Work instructions
Output each line from the one that contains "of the shrub" to the final line of the data below, exactly, and include nothing else.

Supplied material
══════════════════════════════
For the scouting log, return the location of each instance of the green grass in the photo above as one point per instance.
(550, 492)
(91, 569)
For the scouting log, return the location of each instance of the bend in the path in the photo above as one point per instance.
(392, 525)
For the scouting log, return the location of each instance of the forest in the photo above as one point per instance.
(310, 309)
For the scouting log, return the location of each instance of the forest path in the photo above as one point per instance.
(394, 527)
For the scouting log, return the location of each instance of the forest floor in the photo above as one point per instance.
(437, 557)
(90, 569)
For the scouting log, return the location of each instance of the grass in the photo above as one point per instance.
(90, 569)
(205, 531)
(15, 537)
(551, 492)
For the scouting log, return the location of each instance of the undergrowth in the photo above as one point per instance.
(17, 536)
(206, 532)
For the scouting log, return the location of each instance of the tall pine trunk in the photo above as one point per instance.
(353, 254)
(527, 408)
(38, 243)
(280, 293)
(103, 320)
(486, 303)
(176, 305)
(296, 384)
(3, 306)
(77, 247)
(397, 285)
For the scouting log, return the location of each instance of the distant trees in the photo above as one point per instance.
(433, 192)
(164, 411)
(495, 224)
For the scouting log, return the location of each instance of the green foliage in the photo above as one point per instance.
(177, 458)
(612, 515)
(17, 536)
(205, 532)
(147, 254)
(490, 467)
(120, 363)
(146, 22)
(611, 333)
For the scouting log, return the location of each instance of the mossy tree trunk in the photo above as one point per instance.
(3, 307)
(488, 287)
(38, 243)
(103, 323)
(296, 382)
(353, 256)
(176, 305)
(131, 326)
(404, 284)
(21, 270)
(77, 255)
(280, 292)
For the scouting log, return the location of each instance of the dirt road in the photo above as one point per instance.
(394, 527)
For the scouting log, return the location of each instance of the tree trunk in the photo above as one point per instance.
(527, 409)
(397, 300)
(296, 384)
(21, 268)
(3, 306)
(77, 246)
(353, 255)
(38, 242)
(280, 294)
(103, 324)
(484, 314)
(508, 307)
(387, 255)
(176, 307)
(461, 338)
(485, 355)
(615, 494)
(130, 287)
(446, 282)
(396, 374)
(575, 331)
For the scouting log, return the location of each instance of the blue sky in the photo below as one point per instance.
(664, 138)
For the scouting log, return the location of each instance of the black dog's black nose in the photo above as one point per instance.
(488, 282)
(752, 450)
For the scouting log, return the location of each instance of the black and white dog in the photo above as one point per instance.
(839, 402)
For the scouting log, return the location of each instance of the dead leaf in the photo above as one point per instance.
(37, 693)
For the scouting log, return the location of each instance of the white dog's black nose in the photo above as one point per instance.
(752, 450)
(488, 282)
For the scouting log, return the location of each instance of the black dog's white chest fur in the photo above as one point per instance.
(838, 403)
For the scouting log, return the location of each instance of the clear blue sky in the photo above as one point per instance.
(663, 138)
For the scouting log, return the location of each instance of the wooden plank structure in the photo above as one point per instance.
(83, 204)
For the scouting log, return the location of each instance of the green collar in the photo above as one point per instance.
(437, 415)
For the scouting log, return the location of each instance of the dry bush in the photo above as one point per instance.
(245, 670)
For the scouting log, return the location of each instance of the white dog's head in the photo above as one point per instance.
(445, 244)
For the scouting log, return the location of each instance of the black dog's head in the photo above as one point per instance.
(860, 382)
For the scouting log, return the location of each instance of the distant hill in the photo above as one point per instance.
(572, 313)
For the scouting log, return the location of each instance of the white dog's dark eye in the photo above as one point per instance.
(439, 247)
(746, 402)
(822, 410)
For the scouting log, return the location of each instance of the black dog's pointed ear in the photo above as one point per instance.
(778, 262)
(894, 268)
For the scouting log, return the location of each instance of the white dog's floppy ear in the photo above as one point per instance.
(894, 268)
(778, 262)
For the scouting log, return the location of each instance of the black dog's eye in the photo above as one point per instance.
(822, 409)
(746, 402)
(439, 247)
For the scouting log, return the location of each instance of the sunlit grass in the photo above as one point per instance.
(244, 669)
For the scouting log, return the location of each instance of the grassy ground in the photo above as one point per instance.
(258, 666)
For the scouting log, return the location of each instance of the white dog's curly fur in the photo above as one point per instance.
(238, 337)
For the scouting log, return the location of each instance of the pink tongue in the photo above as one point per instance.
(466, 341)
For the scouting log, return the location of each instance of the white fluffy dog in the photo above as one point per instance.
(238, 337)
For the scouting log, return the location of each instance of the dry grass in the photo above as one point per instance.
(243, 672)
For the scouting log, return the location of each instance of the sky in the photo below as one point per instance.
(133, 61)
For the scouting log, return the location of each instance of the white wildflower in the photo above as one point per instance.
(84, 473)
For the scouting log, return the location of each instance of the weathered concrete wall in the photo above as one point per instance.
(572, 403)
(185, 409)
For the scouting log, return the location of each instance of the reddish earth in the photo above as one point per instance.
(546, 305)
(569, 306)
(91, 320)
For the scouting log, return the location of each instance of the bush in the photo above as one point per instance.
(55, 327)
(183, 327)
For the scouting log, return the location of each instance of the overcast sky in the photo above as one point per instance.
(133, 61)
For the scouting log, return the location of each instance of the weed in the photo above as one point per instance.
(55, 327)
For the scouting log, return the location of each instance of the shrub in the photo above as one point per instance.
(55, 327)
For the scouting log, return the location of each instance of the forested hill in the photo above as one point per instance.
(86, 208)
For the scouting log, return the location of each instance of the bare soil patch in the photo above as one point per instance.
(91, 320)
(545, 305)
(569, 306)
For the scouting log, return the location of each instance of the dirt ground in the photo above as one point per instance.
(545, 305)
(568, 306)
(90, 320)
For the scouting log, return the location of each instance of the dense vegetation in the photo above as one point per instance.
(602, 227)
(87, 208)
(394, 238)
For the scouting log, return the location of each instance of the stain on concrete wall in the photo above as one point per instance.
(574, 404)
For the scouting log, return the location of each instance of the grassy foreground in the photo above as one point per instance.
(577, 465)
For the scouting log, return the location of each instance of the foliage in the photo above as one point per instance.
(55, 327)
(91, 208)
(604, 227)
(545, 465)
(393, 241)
══════════════════════════════
Answer for this exercise
For the scouting log, return the location of each instance of the shrub in the photo above as one point per instance.
(55, 327)
For the scouting log, return the location of each instance of the forested hill in the photo above as one point per instance.
(86, 208)
For the scouting log, return the location of each instance of the bare soil patch in the photo above as one point per instance.
(91, 320)
(545, 305)
(569, 306)
For the scouting log, return the location of each instance of the dirt ground in the photo above as one point per instance.
(545, 305)
(568, 306)
(90, 320)
For the scouting log, return the location of each instance of the dense vegetation in the photo above as one point per instance.
(602, 227)
(87, 208)
(394, 238)
For the scouting log, return the location of each instance of the stain on concrete wall in the photo above as one point per instance.
(574, 404)
For the scouting log, return the location of each instance of the grassy foreground in the photo above as one point per instance.
(577, 465)
For the scouting log, return the location of each instance of the foliage in the photo above as one point per instance.
(55, 327)
(91, 208)
(604, 227)
(545, 465)
(393, 241)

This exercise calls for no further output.